Efficiency. Snapshots require no space at the moment of creation. Space is only consumed when data is changed.
Manageability. A backup strategy based on snapshots is easy to configure and manage because snapshots are a native part of the storage OS. If the storage system is powered on, it is ready to create backups.
Scalability. Up to 1024 backups of a single container of files and LUNs can be preserved. For complex datasets, multiple containers of data can be protected by a single, consistent set of snapshots.
Performance is unaffected, whether data is prorected by 1024 snapshots or none.

Although many storage vendors offer snapshot technology, the Snapshot technology within ONTAP is unique and offers significant benefits to enterprise application and database environments:

Snapshot copies are part of the underlying Write-Anywhere File Layout (WAFL). They are not an add-on or external technology. This simplifies management because the storage system is the backup system.
------
Your task -
According to the text on snapshots, how many backups of a single container of files and LUNs can be kept?

Provided information -
------
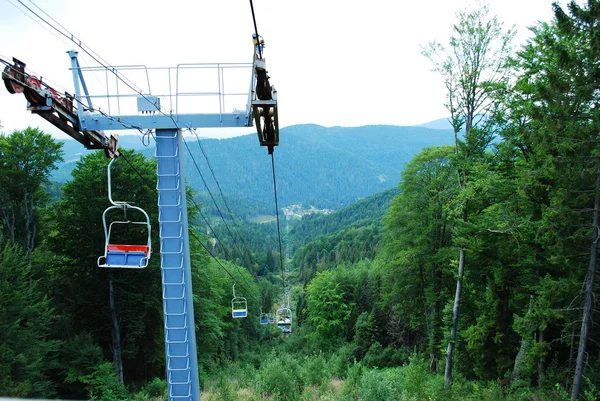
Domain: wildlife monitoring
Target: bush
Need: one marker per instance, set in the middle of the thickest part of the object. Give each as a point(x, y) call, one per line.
point(279, 376)
point(103, 384)
point(341, 360)
point(314, 371)
point(351, 384)
point(377, 357)
point(379, 385)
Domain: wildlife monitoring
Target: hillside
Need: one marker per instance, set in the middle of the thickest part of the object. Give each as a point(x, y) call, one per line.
point(365, 212)
point(324, 167)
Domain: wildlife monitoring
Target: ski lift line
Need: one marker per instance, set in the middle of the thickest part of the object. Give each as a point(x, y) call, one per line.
------
Finished exercise -
Up to 1024.